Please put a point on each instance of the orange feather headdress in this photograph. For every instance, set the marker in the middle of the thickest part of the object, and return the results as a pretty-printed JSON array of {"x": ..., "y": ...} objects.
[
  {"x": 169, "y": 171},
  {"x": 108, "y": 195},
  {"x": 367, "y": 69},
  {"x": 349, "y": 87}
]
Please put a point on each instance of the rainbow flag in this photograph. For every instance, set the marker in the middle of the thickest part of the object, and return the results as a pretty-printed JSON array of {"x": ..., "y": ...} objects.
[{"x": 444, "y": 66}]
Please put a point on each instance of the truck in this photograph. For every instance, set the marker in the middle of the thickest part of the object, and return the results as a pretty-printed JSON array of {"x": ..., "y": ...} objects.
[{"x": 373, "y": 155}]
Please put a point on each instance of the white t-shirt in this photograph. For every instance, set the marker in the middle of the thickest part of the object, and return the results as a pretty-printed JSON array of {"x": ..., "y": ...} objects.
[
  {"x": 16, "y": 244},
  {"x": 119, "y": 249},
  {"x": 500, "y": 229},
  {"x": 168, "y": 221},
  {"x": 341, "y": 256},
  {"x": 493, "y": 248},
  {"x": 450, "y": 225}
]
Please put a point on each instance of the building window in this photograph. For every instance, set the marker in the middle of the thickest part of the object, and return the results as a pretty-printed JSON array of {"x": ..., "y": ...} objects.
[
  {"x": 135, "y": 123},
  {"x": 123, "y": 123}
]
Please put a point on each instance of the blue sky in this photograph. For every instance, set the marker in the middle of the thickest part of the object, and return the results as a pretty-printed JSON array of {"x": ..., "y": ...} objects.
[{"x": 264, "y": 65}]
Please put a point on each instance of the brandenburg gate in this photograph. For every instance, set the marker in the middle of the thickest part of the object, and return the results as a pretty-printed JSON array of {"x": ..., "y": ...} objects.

**Exercise description**:
Beginning at the line that holds "Please put a point on each instance of the truck", reproduce each line of the records above down to and including the last one.

**Final answer**:
Please put a point on each instance of the truck in this photograph. For every instance, set the marker in the middle of the thickest part of the object, and return the results as a pretty-printed JSON array of {"x": ..., "y": ...} objects.
[{"x": 373, "y": 155}]
Please put a point on each instance of the white t-shirt in this photograph. For every instance, set the marker in the middle of the thickest part of the object, and return the results as a pretty-printed JSON array of {"x": ..., "y": ...} objects.
[
  {"x": 16, "y": 244},
  {"x": 119, "y": 249},
  {"x": 500, "y": 229},
  {"x": 168, "y": 221},
  {"x": 341, "y": 256},
  {"x": 493, "y": 248},
  {"x": 450, "y": 225}
]
Please put a point on each instance of the building window in this photograph. For every instance, set the marker in the middle of the thickest part of the object, and return the results as a pretty-printed JSON array of {"x": ..., "y": ...} objects.
[
  {"x": 135, "y": 123},
  {"x": 123, "y": 123}
]
Please put a point on each instance of the blue sky in this photograph. For every instance, set the marker in the middle of the thickest part of the object, and return the results as a pretty-printed JSON array of {"x": ..., "y": ...} objects.
[{"x": 264, "y": 65}]
Please put a point on each instance of the brandenburg gate in this photograph. For every instance, set the marker in the middle of the thickest part of the object, and return the results as a pretty-printed JSON array of {"x": ..., "y": ...} objects.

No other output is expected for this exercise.